**SOURCE RECORDS:**
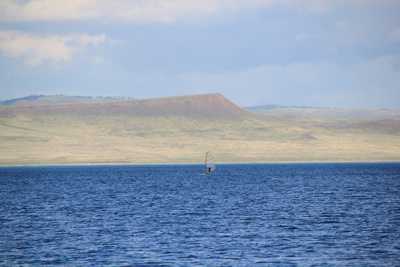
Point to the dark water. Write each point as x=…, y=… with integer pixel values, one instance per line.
x=243, y=215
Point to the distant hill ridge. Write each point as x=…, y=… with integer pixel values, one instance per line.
x=204, y=106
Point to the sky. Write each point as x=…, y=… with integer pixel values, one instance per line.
x=336, y=53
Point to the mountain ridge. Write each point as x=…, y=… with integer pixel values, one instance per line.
x=202, y=106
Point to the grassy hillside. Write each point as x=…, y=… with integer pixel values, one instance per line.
x=181, y=130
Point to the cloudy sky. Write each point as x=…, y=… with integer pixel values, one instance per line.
x=343, y=53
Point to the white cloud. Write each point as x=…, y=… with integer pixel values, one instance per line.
x=38, y=49
x=145, y=11
x=373, y=82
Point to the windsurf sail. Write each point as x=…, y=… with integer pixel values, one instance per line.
x=209, y=165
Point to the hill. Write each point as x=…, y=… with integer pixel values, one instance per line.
x=202, y=106
x=180, y=129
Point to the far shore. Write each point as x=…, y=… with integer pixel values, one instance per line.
x=190, y=163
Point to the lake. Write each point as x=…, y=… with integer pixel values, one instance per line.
x=174, y=215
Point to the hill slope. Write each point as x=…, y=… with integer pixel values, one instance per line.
x=199, y=106
x=181, y=129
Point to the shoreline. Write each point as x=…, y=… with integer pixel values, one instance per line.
x=193, y=163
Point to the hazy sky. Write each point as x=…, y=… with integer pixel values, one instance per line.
x=342, y=53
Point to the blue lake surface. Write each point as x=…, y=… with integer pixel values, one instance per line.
x=242, y=215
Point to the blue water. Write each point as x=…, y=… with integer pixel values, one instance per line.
x=242, y=215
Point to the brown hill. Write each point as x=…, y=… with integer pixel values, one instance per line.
x=213, y=106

**WHAT THE TASK ASKS:**
Convert each line of the rows above into a JSON list of strings, one string per line, with blank lines left out. Leave the picture out of the list.

**REPLY:**
[
  "Point to the dark water. Write each point as x=…, y=… with integer pixel values, one instance per line.",
  "x=243, y=215",
  "Point to the distant hill ridge. Write each point as x=…, y=… with integer pixel values, one instance per line.",
  "x=204, y=106",
  "Point to the sky. Write each point as x=…, y=… with integer pixel values, one instance per line.",
  "x=336, y=53",
  "Point to the mountain ridge. Write each point as x=…, y=… with integer pixel values, one instance per line.",
  "x=202, y=106",
  "Point to the grassy hillside. Write each point as x=…, y=… with integer pixel values, one instance per line.",
  "x=181, y=130",
  "Point to the cloudy sky. Write each point as x=…, y=… with integer pixel values, one instance per line.",
  "x=343, y=53",
  "Point to the white cloud. Write each point as x=…, y=… with integer pixel values, one instance per line.",
  "x=38, y=49",
  "x=145, y=11",
  "x=373, y=82",
  "Point to the windsurf sail. Write each point as x=…, y=… with integer pixel values, one instance per line.",
  "x=209, y=165",
  "Point to the hill. Write each point as x=…, y=… with integer pixel values, one instance per line.",
  "x=202, y=106",
  "x=180, y=129",
  "Point to the far shore. Write each point as x=…, y=… with integer pixel values, one instance per line.",
  "x=190, y=163",
  "Point to the lake. Write each point as x=…, y=… with integer pixel values, one instance per line.",
  "x=174, y=215",
  "Point to the hill slope. Write each point as x=…, y=… with integer pixel values, one instance per line.",
  "x=199, y=106",
  "x=181, y=129",
  "Point to the shoreline. Write each point as x=…, y=… with integer pixel values, one instance per line.",
  "x=193, y=163",
  "Point to the hazy sky. Write each point as x=…, y=… with integer pixel values, one instance per line.",
  "x=342, y=53",
  "Point to the blue lake surface. Write each point as x=…, y=… with integer pixel values, one instance per line.",
  "x=242, y=215",
  "Point to the blue water. Write each point as x=…, y=… with integer pixel values, one instance per line.",
  "x=242, y=215",
  "Point to the brown hill. Write each point as x=…, y=… with integer pixel values, one instance per line.",
  "x=213, y=106"
]